> Task to complete:
Each line of data below is to be returned exactly, leaving out any picture.

═════ Records supplied ═════

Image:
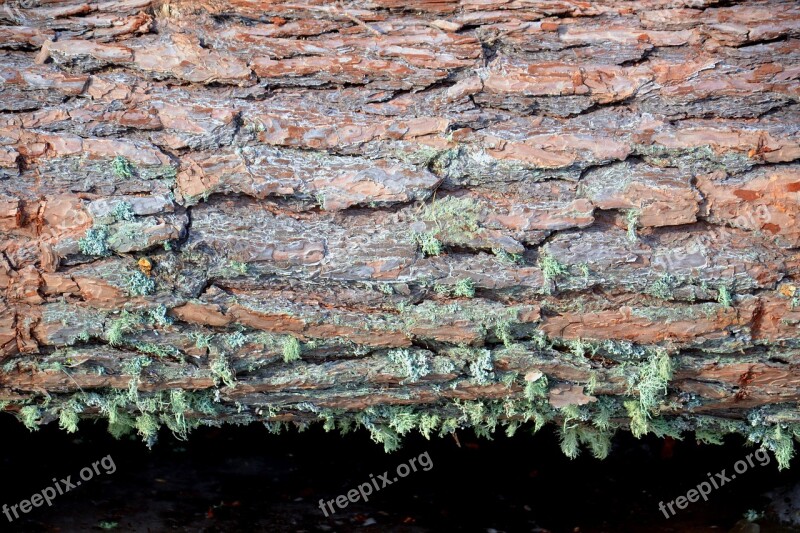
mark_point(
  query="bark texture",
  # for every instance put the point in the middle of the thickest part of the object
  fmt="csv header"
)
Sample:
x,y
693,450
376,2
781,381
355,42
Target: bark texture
x,y
432,215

═════

> Response to the task:
Image:
mark_point(
  query="bark texture",
  # for every instance put the point in the middle of the thickest part of the object
  fmt="csv header"
)
Sample:
x,y
693,450
376,2
781,381
355,42
Target: bark texture
x,y
432,215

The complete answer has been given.